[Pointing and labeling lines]
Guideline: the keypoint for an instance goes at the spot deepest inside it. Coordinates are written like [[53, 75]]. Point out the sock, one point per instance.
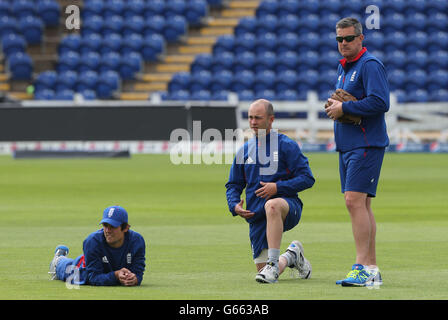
[[273, 255], [290, 257]]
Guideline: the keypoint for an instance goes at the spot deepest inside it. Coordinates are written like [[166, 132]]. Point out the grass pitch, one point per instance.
[[197, 250]]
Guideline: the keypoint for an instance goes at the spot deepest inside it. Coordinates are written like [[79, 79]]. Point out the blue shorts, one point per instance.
[[359, 170], [257, 230]]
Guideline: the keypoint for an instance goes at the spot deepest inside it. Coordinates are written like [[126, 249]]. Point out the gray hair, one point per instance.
[[350, 22]]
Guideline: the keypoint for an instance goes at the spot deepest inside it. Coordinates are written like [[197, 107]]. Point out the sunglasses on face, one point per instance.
[[346, 38]]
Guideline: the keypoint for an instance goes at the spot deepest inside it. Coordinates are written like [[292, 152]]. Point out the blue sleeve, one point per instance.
[[94, 265], [376, 88], [236, 183], [301, 175], [138, 260]]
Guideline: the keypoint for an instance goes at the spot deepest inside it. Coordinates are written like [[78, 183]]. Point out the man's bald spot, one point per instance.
[[267, 106]]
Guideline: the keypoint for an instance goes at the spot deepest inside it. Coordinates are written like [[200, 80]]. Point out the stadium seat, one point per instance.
[[8, 25], [153, 46], [131, 64], [111, 43], [200, 81], [201, 62], [87, 80], [221, 80], [179, 81], [197, 9], [23, 8], [108, 82], [133, 43], [13, 43], [110, 61], [20, 65], [66, 80], [68, 60], [45, 80], [89, 60], [133, 25], [32, 29], [175, 27], [49, 11]]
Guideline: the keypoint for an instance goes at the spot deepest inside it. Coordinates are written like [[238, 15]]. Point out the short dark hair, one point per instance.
[[350, 22]]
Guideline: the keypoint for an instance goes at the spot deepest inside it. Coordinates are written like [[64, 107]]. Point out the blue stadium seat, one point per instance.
[[153, 46], [224, 43], [245, 42], [154, 8], [175, 27], [266, 61], [131, 64], [86, 80], [267, 7], [44, 94], [200, 80], [221, 80], [287, 61], [201, 95], [8, 25], [23, 8], [133, 43], [92, 24], [244, 61], [13, 43], [89, 61], [179, 81], [108, 82], [246, 25], [242, 80], [110, 61], [70, 42], [92, 7], [223, 61], [66, 80], [203, 61], [66, 95], [49, 11], [113, 24], [111, 42], [133, 25], [286, 79], [20, 65], [91, 43], [264, 80], [197, 9], [134, 8], [114, 7], [45, 80], [68, 60], [32, 29]]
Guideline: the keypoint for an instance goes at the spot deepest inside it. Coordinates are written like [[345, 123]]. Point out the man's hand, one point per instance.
[[334, 109], [267, 191], [246, 214], [126, 277]]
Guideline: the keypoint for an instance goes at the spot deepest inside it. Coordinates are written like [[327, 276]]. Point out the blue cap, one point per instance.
[[115, 216]]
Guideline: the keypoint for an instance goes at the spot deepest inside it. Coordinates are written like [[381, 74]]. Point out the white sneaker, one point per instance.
[[302, 265], [269, 274], [60, 252]]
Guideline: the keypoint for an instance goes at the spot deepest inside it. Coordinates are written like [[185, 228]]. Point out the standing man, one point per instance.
[[114, 255], [361, 147], [272, 169]]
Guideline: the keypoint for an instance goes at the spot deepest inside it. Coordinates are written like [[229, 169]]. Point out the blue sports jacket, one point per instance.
[[101, 260], [365, 78], [291, 172]]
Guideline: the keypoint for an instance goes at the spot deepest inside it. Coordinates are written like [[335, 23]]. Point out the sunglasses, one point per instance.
[[346, 38]]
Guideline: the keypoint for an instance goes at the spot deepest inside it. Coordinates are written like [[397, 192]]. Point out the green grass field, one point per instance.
[[197, 250]]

◆ TASK TO COMPLETE
Can you write out again every line from the one with "field, one point per instance." through the end of the lines, including the guideline lines, after adding 61 to each coordinate in the answers?

◆ COMPLETE OUTPUT
Guideline: the keypoint for an instance goes at the spot deepest inside it. Coordinates are written like [[397, 192]]. Point out the green grass field, one point per instance.
[[258, 311]]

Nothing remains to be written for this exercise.